● TASK DETAILS: When you reach a picture, skip it, and retype every line below exactly.

● INFORMATION GIVEN:
-*-
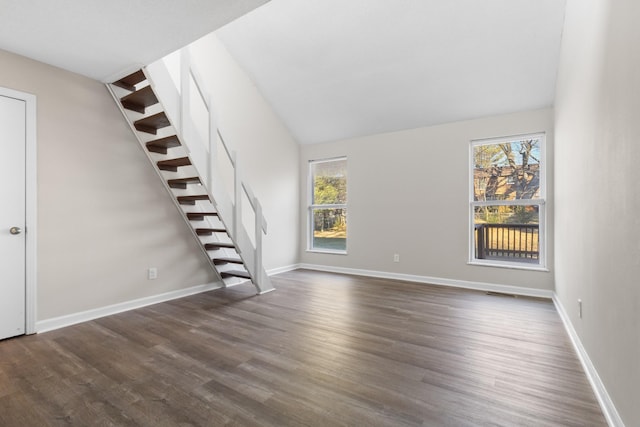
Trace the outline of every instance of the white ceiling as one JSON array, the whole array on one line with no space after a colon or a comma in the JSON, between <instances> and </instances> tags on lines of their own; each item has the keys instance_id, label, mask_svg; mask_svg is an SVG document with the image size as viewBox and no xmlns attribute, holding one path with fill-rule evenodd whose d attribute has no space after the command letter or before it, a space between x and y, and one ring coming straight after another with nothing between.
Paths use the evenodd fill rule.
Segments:
<instances>
[{"instance_id":1,"label":"white ceiling","mask_svg":"<svg viewBox=\"0 0 640 427\"><path fill-rule=\"evenodd\" d=\"M0 0L0 49L113 81L268 0Z\"/></svg>"},{"instance_id":2,"label":"white ceiling","mask_svg":"<svg viewBox=\"0 0 640 427\"><path fill-rule=\"evenodd\" d=\"M551 106L565 0L272 0L217 31L300 143Z\"/></svg>"},{"instance_id":3,"label":"white ceiling","mask_svg":"<svg viewBox=\"0 0 640 427\"><path fill-rule=\"evenodd\" d=\"M267 2L0 0L0 49L113 81L266 3L217 34L300 143L553 104L565 0Z\"/></svg>"}]
</instances>

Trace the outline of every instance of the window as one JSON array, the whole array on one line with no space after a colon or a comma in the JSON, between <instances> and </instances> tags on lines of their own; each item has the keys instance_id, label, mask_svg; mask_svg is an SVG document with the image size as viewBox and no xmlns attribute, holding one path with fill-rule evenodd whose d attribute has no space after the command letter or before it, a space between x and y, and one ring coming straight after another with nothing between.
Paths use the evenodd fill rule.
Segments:
<instances>
[{"instance_id":1,"label":"window","mask_svg":"<svg viewBox=\"0 0 640 427\"><path fill-rule=\"evenodd\" d=\"M545 267L544 149L544 134L471 142L471 263Z\"/></svg>"},{"instance_id":2,"label":"window","mask_svg":"<svg viewBox=\"0 0 640 427\"><path fill-rule=\"evenodd\" d=\"M347 159L309 162L309 250L347 252Z\"/></svg>"}]
</instances>

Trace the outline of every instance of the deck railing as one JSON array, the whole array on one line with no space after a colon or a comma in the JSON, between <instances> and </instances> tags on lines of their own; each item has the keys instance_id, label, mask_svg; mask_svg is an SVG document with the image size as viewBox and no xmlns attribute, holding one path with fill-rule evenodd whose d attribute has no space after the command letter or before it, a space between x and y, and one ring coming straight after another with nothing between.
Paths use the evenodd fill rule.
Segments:
<instances>
[{"instance_id":1,"label":"deck railing","mask_svg":"<svg viewBox=\"0 0 640 427\"><path fill-rule=\"evenodd\" d=\"M476 259L537 262L539 238L538 224L476 224Z\"/></svg>"}]
</instances>

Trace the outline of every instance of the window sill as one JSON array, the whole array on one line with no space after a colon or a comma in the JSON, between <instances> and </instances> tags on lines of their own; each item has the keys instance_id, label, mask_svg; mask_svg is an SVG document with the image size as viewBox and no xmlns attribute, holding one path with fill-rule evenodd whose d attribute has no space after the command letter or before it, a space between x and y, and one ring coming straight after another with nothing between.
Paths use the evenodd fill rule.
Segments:
<instances>
[{"instance_id":1,"label":"window sill","mask_svg":"<svg viewBox=\"0 0 640 427\"><path fill-rule=\"evenodd\" d=\"M307 252L315 254L347 255L347 251L332 251L329 249L307 249Z\"/></svg>"},{"instance_id":2,"label":"window sill","mask_svg":"<svg viewBox=\"0 0 640 427\"><path fill-rule=\"evenodd\" d=\"M510 268L513 270L529 270L529 271L542 271L548 272L547 267L541 265L531 265L517 262L500 262L500 261L469 261L467 265L477 265L480 267L498 267L498 268Z\"/></svg>"}]
</instances>

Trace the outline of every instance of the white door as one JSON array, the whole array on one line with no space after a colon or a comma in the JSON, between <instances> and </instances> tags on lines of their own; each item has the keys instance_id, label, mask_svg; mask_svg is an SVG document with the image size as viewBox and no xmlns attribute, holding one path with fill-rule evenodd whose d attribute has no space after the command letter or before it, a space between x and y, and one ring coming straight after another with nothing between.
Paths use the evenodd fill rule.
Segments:
<instances>
[{"instance_id":1,"label":"white door","mask_svg":"<svg viewBox=\"0 0 640 427\"><path fill-rule=\"evenodd\" d=\"M26 326L26 102L0 96L0 339Z\"/></svg>"}]
</instances>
-*-
● RESULT OF THE TASK:
Trace the outline of every instance of the white ceiling as one JSON array, the whole array on one line with no space after a colon or a comma in the JSON, between <instances> and </instances> tags on lines of their own; each item has the keys instance_id, label, mask_svg; mask_svg is an SVG document with the image size as viewBox and no xmlns attribute, holding one path with fill-rule evenodd whose d attribute has no space after the command letter or before it, a space between x and y, and one ring coming straight after another with nothing between.
Paths use the evenodd fill rule.
Segments:
<instances>
[{"instance_id":1,"label":"white ceiling","mask_svg":"<svg viewBox=\"0 0 640 427\"><path fill-rule=\"evenodd\" d=\"M0 0L0 49L113 81L268 0Z\"/></svg>"},{"instance_id":2,"label":"white ceiling","mask_svg":"<svg viewBox=\"0 0 640 427\"><path fill-rule=\"evenodd\" d=\"M551 106L565 0L272 0L217 31L300 143Z\"/></svg>"},{"instance_id":3,"label":"white ceiling","mask_svg":"<svg viewBox=\"0 0 640 427\"><path fill-rule=\"evenodd\" d=\"M267 2L0 0L0 49L113 81L266 3L217 34L300 143L553 104L565 0Z\"/></svg>"}]
</instances>

Trace the outline of every instance of the window as one JSON array, the whole array on one line with no space after a colon or a comma in the JSON, between <instances> and </instances> tags on lines of their own; each item has the keys instance_id, label, mask_svg; mask_svg is an SVG document with the image size as viewBox and no xmlns attribute, holding one path with fill-rule evenodd whose d attribute has no space after the command letter or before it, a space between x and y, and one ring coming straight after another with nothing between.
Paths use the evenodd fill rule.
Segments:
<instances>
[{"instance_id":1,"label":"window","mask_svg":"<svg viewBox=\"0 0 640 427\"><path fill-rule=\"evenodd\" d=\"M545 267L544 149L544 134L471 142L471 263Z\"/></svg>"},{"instance_id":2,"label":"window","mask_svg":"<svg viewBox=\"0 0 640 427\"><path fill-rule=\"evenodd\" d=\"M347 159L309 162L309 250L347 252Z\"/></svg>"}]
</instances>

Trace the outline of every instance of the deck railing as one JSON array, the whole array on one line with no space after a colon or a comma in the JSON, between <instances> and </instances> tags on lines of their own; each item has the keys instance_id, label, mask_svg; mask_svg is an SVG document with the image size as viewBox and no xmlns attribute, holding one path with fill-rule evenodd whose d attribute has no space after the command letter or before it, a space between x and y, and one ring coming straight after another with nothing between.
Paths use the evenodd fill rule.
Segments:
<instances>
[{"instance_id":1,"label":"deck railing","mask_svg":"<svg viewBox=\"0 0 640 427\"><path fill-rule=\"evenodd\" d=\"M476 259L537 262L539 238L538 224L476 224Z\"/></svg>"}]
</instances>

Trace the outline of every instance of the window sill as one JSON array, the whole array on one line with no space after a colon or a comma in the JSON, between <instances> and </instances> tags on lines of their own; each item has the keys instance_id, label, mask_svg; mask_svg is an SVG document with the image size as viewBox and no xmlns attribute, holding one path with fill-rule evenodd whose d attribute has no space after the command letter or before it, a space between x and y, and one ring coming straight after another with nothing between.
Paths use the evenodd fill rule.
Segments:
<instances>
[{"instance_id":1,"label":"window sill","mask_svg":"<svg viewBox=\"0 0 640 427\"><path fill-rule=\"evenodd\" d=\"M307 252L315 254L347 255L347 251L332 251L329 249L307 249Z\"/></svg>"},{"instance_id":2,"label":"window sill","mask_svg":"<svg viewBox=\"0 0 640 427\"><path fill-rule=\"evenodd\" d=\"M510 268L513 270L529 270L529 271L542 271L548 272L547 267L541 265L531 265L517 262L500 262L500 261L469 261L467 265L477 265L480 267L498 267L498 268Z\"/></svg>"}]
</instances>

Trace the outline of every instance of the white door as one JSON array, the whole array on one line with no space after a colon or a comma in the JSON, between <instances> and </instances> tags on lines of their own; each item has the keys instance_id, label, mask_svg; mask_svg is an SVG document with the image size as viewBox and no xmlns attribute, holding one path with fill-rule evenodd whose d attribute has no space after the command letter or before it, a space between x and y, and one ring coming straight after another with nothing between.
Paths use the evenodd fill rule.
Segments:
<instances>
[{"instance_id":1,"label":"white door","mask_svg":"<svg viewBox=\"0 0 640 427\"><path fill-rule=\"evenodd\" d=\"M26 326L26 102L0 96L0 339Z\"/></svg>"}]
</instances>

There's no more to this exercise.